** Work to complete **
Reproduce, without alteration, every line of the data; exclude the images.

=== Begin Enclosure ===

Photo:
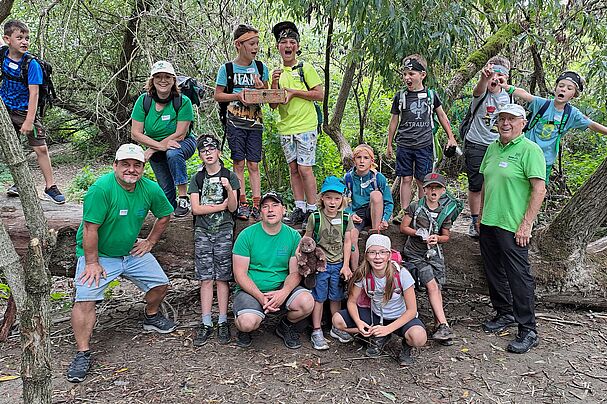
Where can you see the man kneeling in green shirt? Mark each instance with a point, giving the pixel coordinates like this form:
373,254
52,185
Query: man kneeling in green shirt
265,269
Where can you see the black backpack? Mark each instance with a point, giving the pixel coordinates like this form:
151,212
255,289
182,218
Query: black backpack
229,89
47,94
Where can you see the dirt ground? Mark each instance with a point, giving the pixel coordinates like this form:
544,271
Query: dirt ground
130,366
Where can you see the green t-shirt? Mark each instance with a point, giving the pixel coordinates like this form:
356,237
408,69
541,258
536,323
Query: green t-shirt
330,235
120,213
269,254
298,115
507,170
160,124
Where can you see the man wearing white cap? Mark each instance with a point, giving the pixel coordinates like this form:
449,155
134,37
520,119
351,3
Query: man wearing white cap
107,246
514,168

=== End Enclosure ===

** Answer space **
Photo:
Where can you see the man kneeling in green shirt? Mark each instance with a point, giving the pixel coordinates like this form:
373,254
52,185
Query: man kneeling in green shirt
265,269
Where can you see the black backpack? Mark each instance with a point, giving the pixel coordinates like this form:
151,212
255,289
182,218
Query: black backpack
229,89
47,94
Where can you see the dirt ground? Mark each instance with a point, giving the pixel coordinates like this form:
544,271
Query: dirt ground
130,366
Where can you see the green t-shirt? Mark each instance with a point, giving the pixel coordinates like this form:
356,237
408,69
541,258
536,323
Query: green t-shirt
330,235
120,213
269,254
298,115
507,170
160,124
Where can you see the man wearing white cap? Mark each instance with a point, giving the pixel coordinates like this form:
449,155
134,37
520,119
351,3
Query: man wearing white cap
107,246
514,168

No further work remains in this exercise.